§ Problem to solve: Identify every line in the rows below that contains the string "curtain", and copy each of those lines in full.

--

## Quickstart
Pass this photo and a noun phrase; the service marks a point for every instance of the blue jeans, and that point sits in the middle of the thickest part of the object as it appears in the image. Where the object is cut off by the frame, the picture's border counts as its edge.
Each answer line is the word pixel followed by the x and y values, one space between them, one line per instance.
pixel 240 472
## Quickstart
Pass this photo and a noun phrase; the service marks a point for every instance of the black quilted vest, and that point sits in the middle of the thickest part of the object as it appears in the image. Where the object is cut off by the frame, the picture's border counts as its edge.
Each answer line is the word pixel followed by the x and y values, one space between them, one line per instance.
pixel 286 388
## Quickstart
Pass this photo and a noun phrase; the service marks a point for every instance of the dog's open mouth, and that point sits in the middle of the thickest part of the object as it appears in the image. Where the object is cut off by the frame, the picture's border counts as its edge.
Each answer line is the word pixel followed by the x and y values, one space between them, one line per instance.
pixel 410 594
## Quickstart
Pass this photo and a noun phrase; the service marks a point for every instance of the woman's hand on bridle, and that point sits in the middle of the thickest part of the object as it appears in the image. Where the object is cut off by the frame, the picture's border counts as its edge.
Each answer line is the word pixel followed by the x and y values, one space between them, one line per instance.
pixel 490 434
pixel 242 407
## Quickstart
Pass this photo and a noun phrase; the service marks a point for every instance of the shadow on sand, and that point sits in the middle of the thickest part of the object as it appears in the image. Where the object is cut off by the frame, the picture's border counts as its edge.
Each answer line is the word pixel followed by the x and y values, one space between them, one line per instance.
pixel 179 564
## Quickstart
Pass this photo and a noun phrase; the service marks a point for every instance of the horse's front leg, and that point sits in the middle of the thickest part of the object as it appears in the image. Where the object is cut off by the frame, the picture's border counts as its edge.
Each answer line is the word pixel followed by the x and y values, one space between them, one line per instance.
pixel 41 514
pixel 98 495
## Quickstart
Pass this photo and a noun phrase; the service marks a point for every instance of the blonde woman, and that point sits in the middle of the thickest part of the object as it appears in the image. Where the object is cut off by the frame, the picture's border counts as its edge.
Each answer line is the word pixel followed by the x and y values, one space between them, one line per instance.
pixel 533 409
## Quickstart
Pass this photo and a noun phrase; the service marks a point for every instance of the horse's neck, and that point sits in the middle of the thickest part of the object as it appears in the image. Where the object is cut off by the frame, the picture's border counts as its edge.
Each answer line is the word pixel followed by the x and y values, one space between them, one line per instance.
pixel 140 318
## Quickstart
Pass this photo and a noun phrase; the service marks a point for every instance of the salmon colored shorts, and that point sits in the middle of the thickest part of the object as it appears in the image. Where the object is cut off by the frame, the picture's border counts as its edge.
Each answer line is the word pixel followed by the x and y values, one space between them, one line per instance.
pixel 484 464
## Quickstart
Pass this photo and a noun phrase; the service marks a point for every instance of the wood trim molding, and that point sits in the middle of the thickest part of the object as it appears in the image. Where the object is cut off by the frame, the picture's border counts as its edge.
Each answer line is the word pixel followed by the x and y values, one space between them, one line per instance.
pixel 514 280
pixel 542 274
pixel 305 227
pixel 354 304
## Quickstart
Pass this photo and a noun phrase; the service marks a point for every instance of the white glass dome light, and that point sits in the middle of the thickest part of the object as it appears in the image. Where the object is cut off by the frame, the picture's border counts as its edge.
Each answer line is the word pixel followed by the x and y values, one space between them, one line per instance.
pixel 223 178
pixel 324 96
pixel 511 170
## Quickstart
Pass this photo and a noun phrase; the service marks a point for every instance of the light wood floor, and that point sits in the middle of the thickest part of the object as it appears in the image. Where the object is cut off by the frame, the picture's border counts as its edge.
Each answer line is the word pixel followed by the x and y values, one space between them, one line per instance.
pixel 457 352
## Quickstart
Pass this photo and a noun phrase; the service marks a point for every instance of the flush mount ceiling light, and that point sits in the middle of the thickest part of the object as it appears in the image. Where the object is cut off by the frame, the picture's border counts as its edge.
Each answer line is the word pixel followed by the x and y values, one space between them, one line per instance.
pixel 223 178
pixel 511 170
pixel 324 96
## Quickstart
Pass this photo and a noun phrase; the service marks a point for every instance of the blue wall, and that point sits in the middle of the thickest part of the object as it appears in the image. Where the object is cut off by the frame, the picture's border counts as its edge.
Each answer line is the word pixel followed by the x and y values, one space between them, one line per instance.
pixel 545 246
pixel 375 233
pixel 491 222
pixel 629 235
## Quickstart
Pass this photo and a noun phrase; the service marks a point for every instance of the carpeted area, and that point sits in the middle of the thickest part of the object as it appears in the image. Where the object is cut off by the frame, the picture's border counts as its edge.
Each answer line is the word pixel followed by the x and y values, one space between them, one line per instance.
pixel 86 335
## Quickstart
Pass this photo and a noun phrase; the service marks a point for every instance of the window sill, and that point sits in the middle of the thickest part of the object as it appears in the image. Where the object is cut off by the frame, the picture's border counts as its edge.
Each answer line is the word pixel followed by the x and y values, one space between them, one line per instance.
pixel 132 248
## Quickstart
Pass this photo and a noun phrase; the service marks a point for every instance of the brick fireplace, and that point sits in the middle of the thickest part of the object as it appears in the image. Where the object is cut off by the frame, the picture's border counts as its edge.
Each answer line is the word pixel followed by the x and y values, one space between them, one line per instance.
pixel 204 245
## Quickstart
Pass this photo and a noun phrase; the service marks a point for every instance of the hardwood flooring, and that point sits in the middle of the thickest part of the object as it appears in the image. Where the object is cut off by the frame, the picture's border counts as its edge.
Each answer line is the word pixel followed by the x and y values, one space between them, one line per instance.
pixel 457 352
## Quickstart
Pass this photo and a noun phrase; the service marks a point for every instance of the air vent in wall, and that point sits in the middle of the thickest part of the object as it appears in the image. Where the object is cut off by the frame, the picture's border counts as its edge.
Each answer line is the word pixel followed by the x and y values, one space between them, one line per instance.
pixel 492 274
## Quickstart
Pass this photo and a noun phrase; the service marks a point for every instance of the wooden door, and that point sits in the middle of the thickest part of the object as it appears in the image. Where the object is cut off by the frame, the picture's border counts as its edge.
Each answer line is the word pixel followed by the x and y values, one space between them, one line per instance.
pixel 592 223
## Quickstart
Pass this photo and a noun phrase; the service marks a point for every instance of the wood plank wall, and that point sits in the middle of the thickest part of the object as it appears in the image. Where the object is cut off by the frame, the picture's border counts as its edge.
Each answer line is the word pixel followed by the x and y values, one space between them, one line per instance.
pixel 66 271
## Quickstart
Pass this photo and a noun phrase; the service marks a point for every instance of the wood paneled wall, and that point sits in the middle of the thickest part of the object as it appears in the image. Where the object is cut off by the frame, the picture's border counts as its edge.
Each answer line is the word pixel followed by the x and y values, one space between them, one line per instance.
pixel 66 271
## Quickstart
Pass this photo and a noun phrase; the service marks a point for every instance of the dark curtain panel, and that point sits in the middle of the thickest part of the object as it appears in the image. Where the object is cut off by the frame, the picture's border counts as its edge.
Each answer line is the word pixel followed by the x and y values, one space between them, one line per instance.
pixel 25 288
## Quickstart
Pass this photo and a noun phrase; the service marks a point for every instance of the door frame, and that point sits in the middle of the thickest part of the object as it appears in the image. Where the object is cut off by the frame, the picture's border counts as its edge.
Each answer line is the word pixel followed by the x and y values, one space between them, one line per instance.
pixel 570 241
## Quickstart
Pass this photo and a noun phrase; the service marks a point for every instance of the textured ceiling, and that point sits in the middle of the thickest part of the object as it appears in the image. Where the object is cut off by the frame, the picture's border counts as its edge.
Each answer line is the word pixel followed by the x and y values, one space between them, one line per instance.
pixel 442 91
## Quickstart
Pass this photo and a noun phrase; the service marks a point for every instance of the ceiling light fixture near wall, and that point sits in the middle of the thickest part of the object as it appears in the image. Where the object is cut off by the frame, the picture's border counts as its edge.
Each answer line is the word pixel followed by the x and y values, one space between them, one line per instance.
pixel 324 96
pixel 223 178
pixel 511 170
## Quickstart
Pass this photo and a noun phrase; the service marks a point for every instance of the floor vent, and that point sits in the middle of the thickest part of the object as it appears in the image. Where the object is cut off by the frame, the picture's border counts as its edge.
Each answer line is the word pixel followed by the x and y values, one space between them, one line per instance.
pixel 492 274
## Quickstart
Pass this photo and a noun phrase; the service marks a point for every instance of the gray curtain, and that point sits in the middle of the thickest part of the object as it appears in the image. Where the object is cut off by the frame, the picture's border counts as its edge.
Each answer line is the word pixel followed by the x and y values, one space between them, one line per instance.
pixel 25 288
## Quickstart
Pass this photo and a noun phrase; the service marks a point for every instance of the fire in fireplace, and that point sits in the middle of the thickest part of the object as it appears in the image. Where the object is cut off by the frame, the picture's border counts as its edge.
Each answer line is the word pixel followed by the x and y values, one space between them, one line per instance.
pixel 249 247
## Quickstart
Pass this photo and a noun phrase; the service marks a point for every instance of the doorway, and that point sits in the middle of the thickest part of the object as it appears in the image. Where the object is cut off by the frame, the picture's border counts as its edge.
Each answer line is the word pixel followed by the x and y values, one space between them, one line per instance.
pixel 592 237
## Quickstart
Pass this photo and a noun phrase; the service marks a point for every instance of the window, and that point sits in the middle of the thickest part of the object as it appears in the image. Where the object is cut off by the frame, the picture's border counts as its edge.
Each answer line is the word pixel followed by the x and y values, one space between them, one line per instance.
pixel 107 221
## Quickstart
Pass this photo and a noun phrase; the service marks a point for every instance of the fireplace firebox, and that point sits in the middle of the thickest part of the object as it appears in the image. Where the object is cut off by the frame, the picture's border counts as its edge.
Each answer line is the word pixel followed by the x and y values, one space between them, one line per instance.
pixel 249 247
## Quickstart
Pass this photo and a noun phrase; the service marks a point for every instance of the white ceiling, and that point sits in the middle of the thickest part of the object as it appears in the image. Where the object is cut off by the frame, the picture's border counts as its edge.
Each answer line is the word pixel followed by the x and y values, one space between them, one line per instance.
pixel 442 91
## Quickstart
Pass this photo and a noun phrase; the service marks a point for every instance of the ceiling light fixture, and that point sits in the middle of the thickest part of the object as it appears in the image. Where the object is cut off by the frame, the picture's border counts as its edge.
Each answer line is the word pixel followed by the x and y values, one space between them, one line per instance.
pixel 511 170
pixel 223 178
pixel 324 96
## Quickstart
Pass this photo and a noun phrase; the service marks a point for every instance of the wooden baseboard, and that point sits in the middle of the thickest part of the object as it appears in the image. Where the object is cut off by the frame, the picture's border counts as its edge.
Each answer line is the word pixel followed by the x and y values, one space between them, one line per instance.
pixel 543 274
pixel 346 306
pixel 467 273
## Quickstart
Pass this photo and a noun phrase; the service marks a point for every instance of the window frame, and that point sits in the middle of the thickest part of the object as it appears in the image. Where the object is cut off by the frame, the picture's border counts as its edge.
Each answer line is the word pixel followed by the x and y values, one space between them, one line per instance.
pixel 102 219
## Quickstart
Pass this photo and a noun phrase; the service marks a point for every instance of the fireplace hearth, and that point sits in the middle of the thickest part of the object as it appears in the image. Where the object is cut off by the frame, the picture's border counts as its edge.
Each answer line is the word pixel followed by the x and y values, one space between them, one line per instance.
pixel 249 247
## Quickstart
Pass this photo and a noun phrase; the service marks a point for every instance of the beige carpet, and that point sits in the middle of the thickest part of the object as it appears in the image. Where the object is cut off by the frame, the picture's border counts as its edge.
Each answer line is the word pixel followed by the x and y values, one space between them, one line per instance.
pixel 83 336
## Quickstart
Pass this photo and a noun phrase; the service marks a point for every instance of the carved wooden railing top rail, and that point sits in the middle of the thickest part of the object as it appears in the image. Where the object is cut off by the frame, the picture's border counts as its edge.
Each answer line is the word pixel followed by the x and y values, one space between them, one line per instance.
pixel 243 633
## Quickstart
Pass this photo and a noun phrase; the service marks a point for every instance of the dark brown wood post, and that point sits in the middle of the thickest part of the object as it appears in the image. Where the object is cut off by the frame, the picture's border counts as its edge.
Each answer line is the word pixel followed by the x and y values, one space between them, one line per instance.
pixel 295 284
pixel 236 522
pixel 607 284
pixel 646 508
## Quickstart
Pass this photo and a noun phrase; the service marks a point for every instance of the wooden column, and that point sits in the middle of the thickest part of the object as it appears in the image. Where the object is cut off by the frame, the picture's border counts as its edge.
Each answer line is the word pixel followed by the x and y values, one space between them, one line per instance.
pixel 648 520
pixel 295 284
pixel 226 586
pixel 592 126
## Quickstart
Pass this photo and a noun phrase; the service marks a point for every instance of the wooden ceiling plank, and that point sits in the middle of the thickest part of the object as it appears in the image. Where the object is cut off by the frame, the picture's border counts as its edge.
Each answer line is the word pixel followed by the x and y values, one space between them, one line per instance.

--

§ Result of the exercise:
Pass this photo and a noun phrase; the service marks a point for every instance of the dark curtain panel, and that point sits in the middle of the thickest part of the object as it appears in the image. Where the object is cut off by the frame, the picture's border counts as its edge.
Pass this photo and a noun phrase; the service marks a point for every instance of the gray curtain, and that point sits in the middle of the thickest part of the object as it appears in the image. Where the object is cut off by the frame, the picture's border counts as its edge.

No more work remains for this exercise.